DATASET ROWS -
• • •

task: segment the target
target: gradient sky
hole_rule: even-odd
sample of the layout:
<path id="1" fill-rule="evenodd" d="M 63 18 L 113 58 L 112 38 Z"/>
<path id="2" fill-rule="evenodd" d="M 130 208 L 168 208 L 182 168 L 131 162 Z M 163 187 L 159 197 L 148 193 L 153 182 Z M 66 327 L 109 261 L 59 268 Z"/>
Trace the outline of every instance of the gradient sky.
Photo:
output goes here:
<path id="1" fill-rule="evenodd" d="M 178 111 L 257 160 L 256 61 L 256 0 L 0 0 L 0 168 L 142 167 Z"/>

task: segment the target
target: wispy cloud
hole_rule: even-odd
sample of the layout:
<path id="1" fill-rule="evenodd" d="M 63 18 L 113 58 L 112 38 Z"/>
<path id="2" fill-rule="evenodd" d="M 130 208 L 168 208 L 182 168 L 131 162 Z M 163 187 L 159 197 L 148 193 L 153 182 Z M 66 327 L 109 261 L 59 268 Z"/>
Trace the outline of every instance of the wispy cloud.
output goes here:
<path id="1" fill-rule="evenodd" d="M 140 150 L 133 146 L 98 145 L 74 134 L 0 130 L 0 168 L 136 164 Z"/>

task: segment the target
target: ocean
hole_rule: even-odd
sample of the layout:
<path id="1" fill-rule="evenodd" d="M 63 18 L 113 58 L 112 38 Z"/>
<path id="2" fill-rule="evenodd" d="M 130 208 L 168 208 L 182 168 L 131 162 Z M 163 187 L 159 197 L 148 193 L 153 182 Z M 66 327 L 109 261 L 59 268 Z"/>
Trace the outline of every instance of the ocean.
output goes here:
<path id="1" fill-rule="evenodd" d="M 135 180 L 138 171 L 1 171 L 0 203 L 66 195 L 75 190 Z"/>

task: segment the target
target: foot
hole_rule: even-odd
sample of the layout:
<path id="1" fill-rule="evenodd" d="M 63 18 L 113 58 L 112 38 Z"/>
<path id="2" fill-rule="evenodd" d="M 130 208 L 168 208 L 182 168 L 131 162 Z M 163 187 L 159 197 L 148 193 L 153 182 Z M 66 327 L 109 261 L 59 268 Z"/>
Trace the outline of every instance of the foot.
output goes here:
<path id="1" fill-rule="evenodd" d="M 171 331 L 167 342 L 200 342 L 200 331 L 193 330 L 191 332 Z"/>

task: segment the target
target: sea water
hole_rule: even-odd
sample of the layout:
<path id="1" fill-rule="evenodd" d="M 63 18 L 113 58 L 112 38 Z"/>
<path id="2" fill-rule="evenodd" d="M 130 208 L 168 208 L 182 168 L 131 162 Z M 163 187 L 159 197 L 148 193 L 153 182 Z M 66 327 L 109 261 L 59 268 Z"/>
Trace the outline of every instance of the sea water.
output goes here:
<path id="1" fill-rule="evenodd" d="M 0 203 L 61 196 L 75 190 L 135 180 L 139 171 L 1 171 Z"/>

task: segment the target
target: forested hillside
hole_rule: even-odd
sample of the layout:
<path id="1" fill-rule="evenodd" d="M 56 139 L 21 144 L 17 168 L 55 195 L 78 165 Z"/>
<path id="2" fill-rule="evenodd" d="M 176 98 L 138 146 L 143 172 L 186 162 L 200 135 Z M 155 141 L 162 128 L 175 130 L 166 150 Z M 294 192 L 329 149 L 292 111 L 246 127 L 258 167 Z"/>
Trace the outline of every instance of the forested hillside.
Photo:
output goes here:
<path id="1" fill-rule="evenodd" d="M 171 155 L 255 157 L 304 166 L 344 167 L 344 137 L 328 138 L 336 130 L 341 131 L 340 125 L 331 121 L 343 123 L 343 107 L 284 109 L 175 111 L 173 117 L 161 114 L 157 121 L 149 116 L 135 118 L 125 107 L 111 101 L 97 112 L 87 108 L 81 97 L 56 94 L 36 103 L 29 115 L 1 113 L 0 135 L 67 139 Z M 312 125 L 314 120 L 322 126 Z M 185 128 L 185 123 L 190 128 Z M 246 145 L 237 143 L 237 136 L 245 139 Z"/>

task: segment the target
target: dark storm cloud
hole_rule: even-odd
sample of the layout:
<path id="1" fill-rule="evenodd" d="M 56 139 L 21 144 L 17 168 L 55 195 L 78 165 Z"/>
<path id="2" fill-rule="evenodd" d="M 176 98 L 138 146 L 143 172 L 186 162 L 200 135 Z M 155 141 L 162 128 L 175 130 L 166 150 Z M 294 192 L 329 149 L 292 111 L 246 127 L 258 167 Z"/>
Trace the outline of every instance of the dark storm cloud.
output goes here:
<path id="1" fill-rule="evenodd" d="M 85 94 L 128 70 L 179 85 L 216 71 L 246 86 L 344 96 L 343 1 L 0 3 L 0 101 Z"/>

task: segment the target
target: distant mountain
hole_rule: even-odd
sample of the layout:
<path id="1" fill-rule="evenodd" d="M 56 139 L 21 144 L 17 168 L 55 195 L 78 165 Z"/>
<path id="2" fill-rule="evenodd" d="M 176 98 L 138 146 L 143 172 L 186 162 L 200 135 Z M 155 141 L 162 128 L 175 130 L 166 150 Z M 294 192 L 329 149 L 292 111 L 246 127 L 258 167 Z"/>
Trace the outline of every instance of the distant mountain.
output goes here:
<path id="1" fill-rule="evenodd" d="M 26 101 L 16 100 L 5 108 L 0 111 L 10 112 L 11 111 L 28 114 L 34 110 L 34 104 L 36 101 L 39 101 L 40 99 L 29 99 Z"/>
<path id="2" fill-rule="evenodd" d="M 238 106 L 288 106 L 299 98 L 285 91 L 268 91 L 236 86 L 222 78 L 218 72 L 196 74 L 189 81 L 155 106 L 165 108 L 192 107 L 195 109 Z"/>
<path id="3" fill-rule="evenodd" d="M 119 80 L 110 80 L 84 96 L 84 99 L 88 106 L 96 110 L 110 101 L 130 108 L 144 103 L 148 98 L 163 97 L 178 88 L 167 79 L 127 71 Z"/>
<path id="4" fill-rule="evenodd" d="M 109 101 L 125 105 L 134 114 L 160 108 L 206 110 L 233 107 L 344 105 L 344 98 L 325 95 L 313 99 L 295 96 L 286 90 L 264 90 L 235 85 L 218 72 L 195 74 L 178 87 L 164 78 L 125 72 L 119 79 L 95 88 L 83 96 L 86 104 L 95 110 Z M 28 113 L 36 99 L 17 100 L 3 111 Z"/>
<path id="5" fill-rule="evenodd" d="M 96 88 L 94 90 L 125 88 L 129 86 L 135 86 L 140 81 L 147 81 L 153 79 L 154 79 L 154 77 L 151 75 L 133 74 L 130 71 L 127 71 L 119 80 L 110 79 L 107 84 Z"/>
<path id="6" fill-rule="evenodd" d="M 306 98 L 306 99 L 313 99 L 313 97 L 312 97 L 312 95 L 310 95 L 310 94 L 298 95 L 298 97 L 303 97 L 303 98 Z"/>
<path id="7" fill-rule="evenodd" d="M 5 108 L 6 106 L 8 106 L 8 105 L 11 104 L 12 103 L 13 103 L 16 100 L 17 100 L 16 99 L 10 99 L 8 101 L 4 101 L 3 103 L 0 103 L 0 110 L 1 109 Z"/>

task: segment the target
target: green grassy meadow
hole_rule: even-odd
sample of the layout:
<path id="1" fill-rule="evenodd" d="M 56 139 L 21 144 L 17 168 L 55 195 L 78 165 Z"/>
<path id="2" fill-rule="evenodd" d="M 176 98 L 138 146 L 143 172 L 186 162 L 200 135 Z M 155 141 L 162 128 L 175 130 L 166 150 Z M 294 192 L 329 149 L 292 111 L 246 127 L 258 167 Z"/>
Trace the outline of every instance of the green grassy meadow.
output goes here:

• • •

Quote all of the material above verbatim, character for character, from its first line to its last.

RESPONSE TO THIS EXERCISE -
task: segment the target
target: gradient sky
hole_rule: even-odd
sample of the layout:
<path id="1" fill-rule="evenodd" d="M 63 18 L 113 58 L 112 38 Z"/>
<path id="2" fill-rule="evenodd" d="M 130 208 L 168 208 L 182 168 L 131 162 Z M 163 187 L 159 197 L 148 193 L 153 182 Z M 66 327 L 109 261 L 59 268 Z"/>
Trace the outline of every instance of the gradient sky.
Photo:
output goes here:
<path id="1" fill-rule="evenodd" d="M 178 111 L 257 160 L 256 61 L 256 0 L 0 0 L 0 168 L 142 167 Z"/>

task: segment the target
target: wispy cloud
hole_rule: even-odd
sample of the layout:
<path id="1" fill-rule="evenodd" d="M 63 18 L 113 58 L 112 38 Z"/>
<path id="2" fill-rule="evenodd" d="M 130 208 L 168 208 L 182 168 L 131 162 Z M 163 187 L 159 197 L 148 193 L 153 182 Z M 66 327 L 109 261 L 59 268 Z"/>
Trace the outline of every instance of the wispy cloud.
output goes here:
<path id="1" fill-rule="evenodd" d="M 140 150 L 133 146 L 98 145 L 74 134 L 0 130 L 0 168 L 136 164 Z"/>

task: segment the target
target: ocean
hole_rule: even-odd
sample of the layout:
<path id="1" fill-rule="evenodd" d="M 63 18 L 113 58 L 112 38 Z"/>
<path id="2" fill-rule="evenodd" d="M 130 208 L 168 208 L 182 168 L 131 162 Z M 163 187 L 159 197 L 148 193 L 153 182 Z M 66 327 L 109 261 L 59 268 Z"/>
Trace the outline of every instance of the ocean.
output goes here:
<path id="1" fill-rule="evenodd" d="M 135 180 L 138 171 L 1 171 L 0 203 L 66 195 L 75 190 Z"/>

task: segment the target
target: foot
hole_rule: even-odd
sample of the layout:
<path id="1" fill-rule="evenodd" d="M 63 18 L 113 58 L 112 38 Z"/>
<path id="2" fill-rule="evenodd" d="M 130 208 L 168 208 L 182 168 L 131 162 Z M 163 187 L 159 197 L 148 193 L 153 182 Z M 66 327 L 109 261 L 59 268 Z"/>
Trace the outline of every instance of the foot.
output goes here:
<path id="1" fill-rule="evenodd" d="M 171 331 L 167 342 L 200 342 L 200 331 L 193 330 L 191 332 Z"/>

task: segment the target
target: sea water
hole_rule: even-odd
sample of the layout:
<path id="1" fill-rule="evenodd" d="M 63 18 L 113 58 L 112 38 Z"/>
<path id="2" fill-rule="evenodd" d="M 130 208 L 168 208 L 182 168 L 131 162 Z M 163 187 L 159 197 L 148 193 L 153 182 Z M 66 327 L 109 261 L 59 268 Z"/>
Trace the outline of every instance of the sea water.
output goes here:
<path id="1" fill-rule="evenodd" d="M 0 203 L 61 196 L 75 190 L 135 180 L 139 171 L 1 171 Z"/>

task: segment the target
target: forested hillside
hole_rule: even-odd
sample of the layout:
<path id="1" fill-rule="evenodd" d="M 56 139 L 21 144 L 17 168 L 55 195 L 78 165 Z"/>
<path id="2" fill-rule="evenodd" d="M 176 98 L 138 146 L 143 172 L 186 162 L 200 135 Z M 155 141 L 162 128 L 175 130 L 166 150 Z M 294 192 L 329 149 L 292 111 L 246 127 L 258 167 Z"/>
Trace the outline of every instance of the forested hillside.
Photo:
output goes here:
<path id="1" fill-rule="evenodd" d="M 171 155 L 255 157 L 304 166 L 344 167 L 344 137 L 328 138 L 336 130 L 341 131 L 340 125 L 331 121 L 343 123 L 343 107 L 284 109 L 175 111 L 173 117 L 161 114 L 157 121 L 149 116 L 135 118 L 125 107 L 111 101 L 97 112 L 87 108 L 81 97 L 56 94 L 36 103 L 29 115 L 1 113 L 0 135 L 67 139 Z M 312 125 L 314 120 L 322 126 Z M 185 128 L 185 123 L 190 128 Z M 246 145 L 237 143 L 237 136 L 245 139 Z"/>

task: segment the target
target: dark storm cloud
hole_rule: even-odd
sample of the layout:
<path id="1" fill-rule="evenodd" d="M 56 139 L 21 144 L 17 168 L 55 195 L 78 165 Z"/>
<path id="2" fill-rule="evenodd" d="M 176 98 L 138 146 L 143 172 L 186 162 L 200 135 Z M 155 141 L 162 128 L 175 130 L 166 150 Z M 294 192 L 329 149 L 292 111 L 246 127 L 258 167 Z"/>
Trace the outline of every instance of the dark storm cloud.
output goes here:
<path id="1" fill-rule="evenodd" d="M 85 94 L 128 70 L 179 85 L 216 71 L 246 86 L 344 96 L 343 1 L 0 3 L 0 101 Z"/>

task: segment the target
target: distant mountain
hole_rule: even-odd
sample of the layout:
<path id="1" fill-rule="evenodd" d="M 56 139 L 21 144 L 17 168 L 55 195 L 78 165 Z"/>
<path id="2" fill-rule="evenodd" d="M 176 98 L 138 146 L 143 172 L 186 162 L 200 135 Z M 155 141 L 162 128 L 175 130 L 166 150 Z M 294 192 L 329 149 L 292 111 L 246 127 L 258 167 Z"/>
Trace the outline of every instance of the distant mountain.
output goes here:
<path id="1" fill-rule="evenodd" d="M 26 101 L 16 100 L 5 108 L 0 111 L 10 112 L 11 111 L 28 114 L 34 110 L 34 104 L 36 101 L 39 101 L 40 99 L 29 99 Z"/>
<path id="2" fill-rule="evenodd" d="M 238 106 L 288 106 L 299 98 L 285 91 L 268 91 L 236 86 L 222 78 L 218 72 L 196 74 L 189 81 L 155 106 L 165 108 L 192 107 L 195 109 Z"/>
<path id="3" fill-rule="evenodd" d="M 119 80 L 110 80 L 84 96 L 84 99 L 88 106 L 96 110 L 110 101 L 130 108 L 144 103 L 148 98 L 163 97 L 178 88 L 167 79 L 127 71 Z"/>
<path id="4" fill-rule="evenodd" d="M 109 101 L 125 105 L 134 114 L 160 108 L 206 110 L 233 107 L 344 105 L 344 98 L 325 95 L 313 99 L 295 96 L 286 90 L 264 90 L 235 85 L 218 72 L 195 74 L 178 87 L 164 78 L 125 72 L 119 79 L 95 88 L 83 96 L 86 104 L 95 110 Z M 28 113 L 36 99 L 17 100 L 3 111 Z"/>
<path id="5" fill-rule="evenodd" d="M 96 88 L 94 90 L 125 88 L 129 86 L 135 86 L 140 81 L 147 81 L 153 79 L 154 79 L 154 77 L 151 75 L 133 74 L 130 71 L 127 71 L 119 80 L 110 79 L 107 84 Z"/>
<path id="6" fill-rule="evenodd" d="M 306 98 L 306 99 L 313 99 L 313 97 L 312 97 L 312 95 L 310 95 L 310 94 L 298 95 L 298 97 L 303 97 L 303 98 Z"/>
<path id="7" fill-rule="evenodd" d="M 5 108 L 6 106 L 8 106 L 8 105 L 11 104 L 12 103 L 13 103 L 16 100 L 17 100 L 16 99 L 10 99 L 8 101 L 4 101 L 3 103 L 0 103 L 0 110 L 1 109 Z"/>

task: segment the target
target: green grassy meadow
hole_rule: even-odd
sample of the layout:
<path id="1" fill-rule="evenodd" d="M 56 139 L 21 144 L 17 168 L 55 195 L 78 165 Z"/>
<path id="2" fill-rule="evenodd" d="M 176 98 L 138 146 L 143 172 L 186 162 L 200 135 Z M 155 141 L 162 128 L 175 130 L 166 150 Z M 294 192 L 329 149 L 292 111 L 246 127 L 258 167 Z"/>
Trace the outline of every instance of the green grassy meadow.
output goes here:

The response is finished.